### TEXT EXCERPT
U.S. drug regulators are asking experts for advice on whether companies should restart clinical trials for painkillers that help people with osteoarthritis and other conditions, but can destroy joints.
In a memo posted online Thursday The U.S. Food and Drug Administration said these drugs, from the class of anti-nerve growth factors, "represent a potentially significant and novel strategy for the treatment of pain."
Nerve growth factor (NGF) is associated with nerve pain, but it may also help with wound repair and angiogenesis, the FDA said. The joint problems with the drug may be because it blocks these beneficial effects of NFG, one FDA reviewer said.
In 2010, the FDA halted almost all clinical trials of NGF inhibitors after nearly 500 people taking the drugs in studies needed joint replacement.
Companies were allowed to keep testing the drugs in terminal cancer patients with severe bone pain, since the benefits there may outweigh risks.
Pfizer Inc, Regeneron Pharmaceuticals Inc and Johnson & Johnson are now pitching to resume wider trials, in what could be a multi-billion-dollar pain market.
Outside advisers to the FDA will vote Monday on whether there is a way for trials to move forward, perhaps by limiting the drugs to lower doses, or to only certain conditions with fewer treatment options.

### GIVEN RECORDS
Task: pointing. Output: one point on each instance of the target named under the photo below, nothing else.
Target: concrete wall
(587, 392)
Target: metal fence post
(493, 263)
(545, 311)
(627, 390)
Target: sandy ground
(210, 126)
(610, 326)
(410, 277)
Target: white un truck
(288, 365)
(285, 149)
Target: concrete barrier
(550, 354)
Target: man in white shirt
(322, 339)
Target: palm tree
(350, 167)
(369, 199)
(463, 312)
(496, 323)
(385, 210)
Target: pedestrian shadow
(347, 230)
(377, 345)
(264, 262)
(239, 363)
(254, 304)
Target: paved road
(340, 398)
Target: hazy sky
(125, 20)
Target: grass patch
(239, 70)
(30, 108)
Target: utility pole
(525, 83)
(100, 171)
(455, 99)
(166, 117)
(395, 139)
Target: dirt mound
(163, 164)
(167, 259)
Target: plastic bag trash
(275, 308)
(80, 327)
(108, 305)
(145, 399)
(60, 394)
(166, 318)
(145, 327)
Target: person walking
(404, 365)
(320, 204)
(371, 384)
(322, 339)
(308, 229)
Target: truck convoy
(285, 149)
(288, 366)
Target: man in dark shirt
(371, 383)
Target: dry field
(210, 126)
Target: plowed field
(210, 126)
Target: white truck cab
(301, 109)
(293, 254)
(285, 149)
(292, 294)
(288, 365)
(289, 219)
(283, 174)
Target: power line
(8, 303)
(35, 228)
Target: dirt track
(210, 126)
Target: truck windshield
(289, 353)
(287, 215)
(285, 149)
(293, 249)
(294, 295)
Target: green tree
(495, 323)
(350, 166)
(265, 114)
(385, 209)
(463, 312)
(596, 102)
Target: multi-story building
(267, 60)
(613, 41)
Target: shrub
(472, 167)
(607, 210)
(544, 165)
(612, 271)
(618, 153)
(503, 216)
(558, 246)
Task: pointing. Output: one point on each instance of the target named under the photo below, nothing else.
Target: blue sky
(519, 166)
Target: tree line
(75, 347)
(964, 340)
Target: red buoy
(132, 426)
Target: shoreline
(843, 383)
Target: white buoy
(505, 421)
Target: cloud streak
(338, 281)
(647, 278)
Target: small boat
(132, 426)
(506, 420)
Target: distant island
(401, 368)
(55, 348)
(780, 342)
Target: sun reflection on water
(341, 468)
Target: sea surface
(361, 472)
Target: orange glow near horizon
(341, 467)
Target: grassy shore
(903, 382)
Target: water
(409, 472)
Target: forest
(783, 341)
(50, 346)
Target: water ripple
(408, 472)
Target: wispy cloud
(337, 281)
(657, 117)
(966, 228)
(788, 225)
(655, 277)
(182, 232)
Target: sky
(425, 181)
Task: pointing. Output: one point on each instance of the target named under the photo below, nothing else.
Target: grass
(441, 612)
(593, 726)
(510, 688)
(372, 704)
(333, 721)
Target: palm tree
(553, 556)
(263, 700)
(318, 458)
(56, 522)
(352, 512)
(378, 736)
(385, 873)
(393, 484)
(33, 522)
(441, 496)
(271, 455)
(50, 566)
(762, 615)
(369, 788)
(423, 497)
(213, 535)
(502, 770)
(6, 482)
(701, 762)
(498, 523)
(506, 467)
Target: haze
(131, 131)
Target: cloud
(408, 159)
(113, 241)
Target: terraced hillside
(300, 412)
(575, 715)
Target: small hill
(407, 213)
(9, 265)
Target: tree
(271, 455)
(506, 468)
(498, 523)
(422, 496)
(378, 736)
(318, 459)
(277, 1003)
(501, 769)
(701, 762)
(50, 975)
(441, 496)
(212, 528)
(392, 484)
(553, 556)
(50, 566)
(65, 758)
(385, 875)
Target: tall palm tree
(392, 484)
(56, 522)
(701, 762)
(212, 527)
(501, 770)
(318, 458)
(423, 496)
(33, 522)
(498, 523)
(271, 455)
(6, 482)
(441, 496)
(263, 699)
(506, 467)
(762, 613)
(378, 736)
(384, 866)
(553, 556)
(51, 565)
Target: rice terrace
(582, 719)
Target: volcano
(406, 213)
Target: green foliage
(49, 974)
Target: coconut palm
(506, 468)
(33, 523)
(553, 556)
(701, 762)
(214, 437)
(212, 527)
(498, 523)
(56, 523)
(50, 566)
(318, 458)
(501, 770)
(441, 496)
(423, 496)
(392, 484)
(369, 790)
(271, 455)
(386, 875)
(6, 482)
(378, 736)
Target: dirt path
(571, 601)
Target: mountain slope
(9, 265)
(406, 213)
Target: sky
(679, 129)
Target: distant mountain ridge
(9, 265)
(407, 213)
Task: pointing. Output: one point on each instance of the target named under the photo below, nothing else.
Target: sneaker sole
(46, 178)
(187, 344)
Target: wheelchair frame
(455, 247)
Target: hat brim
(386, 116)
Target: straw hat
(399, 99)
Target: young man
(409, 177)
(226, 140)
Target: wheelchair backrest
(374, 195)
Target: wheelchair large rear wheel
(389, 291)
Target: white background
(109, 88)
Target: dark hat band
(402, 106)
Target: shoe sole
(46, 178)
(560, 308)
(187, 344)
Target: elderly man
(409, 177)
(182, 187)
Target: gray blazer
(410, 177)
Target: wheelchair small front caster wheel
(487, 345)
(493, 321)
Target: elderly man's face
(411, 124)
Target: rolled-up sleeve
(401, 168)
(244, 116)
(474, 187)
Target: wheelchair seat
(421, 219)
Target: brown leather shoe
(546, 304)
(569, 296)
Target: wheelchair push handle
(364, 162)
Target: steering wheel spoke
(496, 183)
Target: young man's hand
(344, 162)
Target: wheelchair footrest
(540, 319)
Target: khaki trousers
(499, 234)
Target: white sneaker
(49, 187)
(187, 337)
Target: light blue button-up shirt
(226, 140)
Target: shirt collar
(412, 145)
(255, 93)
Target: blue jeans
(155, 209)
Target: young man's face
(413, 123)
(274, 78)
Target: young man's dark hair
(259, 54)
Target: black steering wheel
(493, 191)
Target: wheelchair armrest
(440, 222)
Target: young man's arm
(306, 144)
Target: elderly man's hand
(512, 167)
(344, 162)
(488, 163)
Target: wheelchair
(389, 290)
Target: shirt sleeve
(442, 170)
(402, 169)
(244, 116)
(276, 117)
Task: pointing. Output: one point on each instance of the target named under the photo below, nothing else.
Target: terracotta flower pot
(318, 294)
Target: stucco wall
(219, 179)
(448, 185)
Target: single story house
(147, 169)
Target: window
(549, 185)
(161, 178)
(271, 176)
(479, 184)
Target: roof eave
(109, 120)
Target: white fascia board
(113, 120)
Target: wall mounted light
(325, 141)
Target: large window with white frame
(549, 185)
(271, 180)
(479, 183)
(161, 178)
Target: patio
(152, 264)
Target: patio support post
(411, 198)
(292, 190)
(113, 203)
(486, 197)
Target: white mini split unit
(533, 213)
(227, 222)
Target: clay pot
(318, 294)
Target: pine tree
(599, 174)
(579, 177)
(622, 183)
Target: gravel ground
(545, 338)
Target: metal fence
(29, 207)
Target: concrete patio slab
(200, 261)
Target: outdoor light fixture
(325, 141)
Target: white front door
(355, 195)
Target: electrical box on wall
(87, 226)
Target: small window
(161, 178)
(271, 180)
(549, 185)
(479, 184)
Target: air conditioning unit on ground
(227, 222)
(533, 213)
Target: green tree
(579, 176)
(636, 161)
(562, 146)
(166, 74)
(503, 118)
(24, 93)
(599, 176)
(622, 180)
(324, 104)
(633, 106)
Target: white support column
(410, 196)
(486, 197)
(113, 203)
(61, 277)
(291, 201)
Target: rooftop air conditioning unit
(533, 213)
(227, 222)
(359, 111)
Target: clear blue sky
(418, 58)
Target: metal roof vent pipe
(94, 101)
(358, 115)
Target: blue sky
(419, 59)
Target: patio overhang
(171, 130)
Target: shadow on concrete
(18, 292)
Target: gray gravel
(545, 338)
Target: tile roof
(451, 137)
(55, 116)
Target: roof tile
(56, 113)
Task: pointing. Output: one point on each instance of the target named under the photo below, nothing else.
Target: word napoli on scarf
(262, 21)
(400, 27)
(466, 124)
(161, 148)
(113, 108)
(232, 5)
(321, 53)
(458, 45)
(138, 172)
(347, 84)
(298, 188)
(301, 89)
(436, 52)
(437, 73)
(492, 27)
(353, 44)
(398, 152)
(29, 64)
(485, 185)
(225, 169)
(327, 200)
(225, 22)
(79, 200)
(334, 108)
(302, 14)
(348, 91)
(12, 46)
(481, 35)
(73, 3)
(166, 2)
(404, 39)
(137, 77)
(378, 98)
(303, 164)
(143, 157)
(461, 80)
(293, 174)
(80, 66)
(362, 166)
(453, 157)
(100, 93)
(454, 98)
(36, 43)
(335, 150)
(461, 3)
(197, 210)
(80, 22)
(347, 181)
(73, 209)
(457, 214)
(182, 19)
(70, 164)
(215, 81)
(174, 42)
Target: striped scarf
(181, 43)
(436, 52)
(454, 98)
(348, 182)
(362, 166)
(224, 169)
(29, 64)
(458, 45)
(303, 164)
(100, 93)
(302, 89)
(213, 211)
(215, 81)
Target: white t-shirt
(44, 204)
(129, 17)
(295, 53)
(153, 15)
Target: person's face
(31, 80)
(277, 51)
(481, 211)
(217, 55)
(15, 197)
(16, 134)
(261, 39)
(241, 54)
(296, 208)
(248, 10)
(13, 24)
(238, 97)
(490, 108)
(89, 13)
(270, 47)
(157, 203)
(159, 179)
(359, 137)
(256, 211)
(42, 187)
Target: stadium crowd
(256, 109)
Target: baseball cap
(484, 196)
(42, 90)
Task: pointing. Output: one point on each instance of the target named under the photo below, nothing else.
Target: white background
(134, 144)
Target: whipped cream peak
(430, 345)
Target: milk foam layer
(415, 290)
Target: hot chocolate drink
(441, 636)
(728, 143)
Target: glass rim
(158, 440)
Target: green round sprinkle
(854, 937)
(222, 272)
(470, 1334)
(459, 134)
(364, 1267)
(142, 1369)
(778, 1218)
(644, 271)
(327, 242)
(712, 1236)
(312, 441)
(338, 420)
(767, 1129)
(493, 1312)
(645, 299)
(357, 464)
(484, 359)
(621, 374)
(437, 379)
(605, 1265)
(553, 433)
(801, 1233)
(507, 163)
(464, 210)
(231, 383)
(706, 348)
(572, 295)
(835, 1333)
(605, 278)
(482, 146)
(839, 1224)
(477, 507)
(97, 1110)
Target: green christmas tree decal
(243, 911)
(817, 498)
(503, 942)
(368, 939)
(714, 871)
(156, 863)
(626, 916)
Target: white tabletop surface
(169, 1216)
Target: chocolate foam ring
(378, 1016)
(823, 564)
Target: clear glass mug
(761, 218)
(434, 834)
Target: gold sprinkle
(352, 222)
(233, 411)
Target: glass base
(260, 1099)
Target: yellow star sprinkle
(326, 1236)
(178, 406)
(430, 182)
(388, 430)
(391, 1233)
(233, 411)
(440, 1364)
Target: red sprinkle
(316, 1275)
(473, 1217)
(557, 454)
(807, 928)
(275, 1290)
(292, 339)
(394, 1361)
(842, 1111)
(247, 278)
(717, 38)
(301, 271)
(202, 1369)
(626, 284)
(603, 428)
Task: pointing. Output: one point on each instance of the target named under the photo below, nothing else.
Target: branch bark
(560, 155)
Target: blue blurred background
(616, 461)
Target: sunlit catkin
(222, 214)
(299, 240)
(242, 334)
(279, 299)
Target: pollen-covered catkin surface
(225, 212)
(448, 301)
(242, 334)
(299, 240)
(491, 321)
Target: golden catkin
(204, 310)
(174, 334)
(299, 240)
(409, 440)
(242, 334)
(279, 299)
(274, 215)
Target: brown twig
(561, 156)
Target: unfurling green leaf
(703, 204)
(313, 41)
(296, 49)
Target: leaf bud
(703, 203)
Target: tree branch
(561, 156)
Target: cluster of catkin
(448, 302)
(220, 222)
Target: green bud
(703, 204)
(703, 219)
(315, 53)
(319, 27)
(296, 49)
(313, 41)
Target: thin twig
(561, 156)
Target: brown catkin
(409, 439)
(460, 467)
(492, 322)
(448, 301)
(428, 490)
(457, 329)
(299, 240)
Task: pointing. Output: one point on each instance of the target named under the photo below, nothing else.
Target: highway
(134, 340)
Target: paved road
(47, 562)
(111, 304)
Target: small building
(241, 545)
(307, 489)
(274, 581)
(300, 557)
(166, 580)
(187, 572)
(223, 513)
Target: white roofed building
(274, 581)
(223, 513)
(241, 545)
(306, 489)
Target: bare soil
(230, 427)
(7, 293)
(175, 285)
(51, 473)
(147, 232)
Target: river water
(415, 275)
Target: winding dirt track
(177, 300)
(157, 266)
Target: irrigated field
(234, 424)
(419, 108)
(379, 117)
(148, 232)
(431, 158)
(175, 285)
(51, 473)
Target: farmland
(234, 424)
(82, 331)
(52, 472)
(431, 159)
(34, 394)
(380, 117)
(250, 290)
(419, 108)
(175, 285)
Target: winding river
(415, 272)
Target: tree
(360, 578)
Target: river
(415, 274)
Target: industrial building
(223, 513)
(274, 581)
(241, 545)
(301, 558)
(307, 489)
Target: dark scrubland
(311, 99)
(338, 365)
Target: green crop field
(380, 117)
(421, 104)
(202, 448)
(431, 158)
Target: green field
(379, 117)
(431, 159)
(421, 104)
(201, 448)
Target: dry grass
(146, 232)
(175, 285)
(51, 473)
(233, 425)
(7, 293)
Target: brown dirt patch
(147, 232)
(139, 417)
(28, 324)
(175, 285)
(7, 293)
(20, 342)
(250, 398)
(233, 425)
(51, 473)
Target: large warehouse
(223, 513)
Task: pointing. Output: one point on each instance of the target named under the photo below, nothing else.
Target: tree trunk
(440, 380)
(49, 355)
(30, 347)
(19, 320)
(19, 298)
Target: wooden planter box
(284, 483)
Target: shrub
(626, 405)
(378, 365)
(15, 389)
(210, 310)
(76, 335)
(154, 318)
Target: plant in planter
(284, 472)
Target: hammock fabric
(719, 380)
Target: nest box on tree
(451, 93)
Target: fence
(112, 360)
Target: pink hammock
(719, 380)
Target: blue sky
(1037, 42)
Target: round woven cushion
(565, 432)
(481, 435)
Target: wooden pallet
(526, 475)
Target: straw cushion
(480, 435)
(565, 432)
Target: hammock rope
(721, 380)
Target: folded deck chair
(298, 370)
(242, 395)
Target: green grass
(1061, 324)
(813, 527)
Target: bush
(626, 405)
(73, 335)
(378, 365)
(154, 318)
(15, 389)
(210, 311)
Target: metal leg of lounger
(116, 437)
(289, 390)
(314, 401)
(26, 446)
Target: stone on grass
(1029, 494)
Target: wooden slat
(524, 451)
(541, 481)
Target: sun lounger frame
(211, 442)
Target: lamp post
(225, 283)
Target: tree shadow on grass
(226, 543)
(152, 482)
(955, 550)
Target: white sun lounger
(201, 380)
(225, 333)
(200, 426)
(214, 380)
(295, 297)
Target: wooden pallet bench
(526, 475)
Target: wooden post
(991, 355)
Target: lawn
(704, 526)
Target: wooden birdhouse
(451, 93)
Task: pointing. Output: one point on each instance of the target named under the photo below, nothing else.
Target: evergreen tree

### ABOUT THIS EXERCISE
Reproduce, word for word, the full news report above on the FDA's review of anti-nerve growth factor painkillers.

### RESPONSE
U.S. drug regulators are asking experts for advice on whether companies should restart clinical trials for painkillers that help people with osteoarthritis and other conditions, but can destroy joints.
In a memo posted online Thursday The U.S. Food and Drug Administration said these drugs, from the class of anti-nerve growth factors, "represent a potentially significant and novel strategy for the treatment of pain."
Nerve growth factor (NGF) is associated with nerve pain, but it may also help with wound repair and angiogenesis, the FDA said. The joint problems with the drug may be because it blocks these beneficial effects of NFG, one FDA reviewer said.
In 2010, the FDA halted almost all clinical trials of NGF inhibitors after nearly 500 people taking the drugs in studies needed joint replacement.
Companies were allowed to keep testing the drugs in terminal cancer patients with severe bone pain, since the benefits there may outweigh risks.
Pfizer Inc, Regeneron Pharmaceuticals Inc and Johnson & Johnson are now pitching to resume wider trials, in what could be a multi-billion-dollar pain market.
Outside advisers to the FDA will vote Monday on whether there is a way for trials to move forward, perhaps by limiting the drugs to lower doses, or to only certain conditions with fewer treatment options.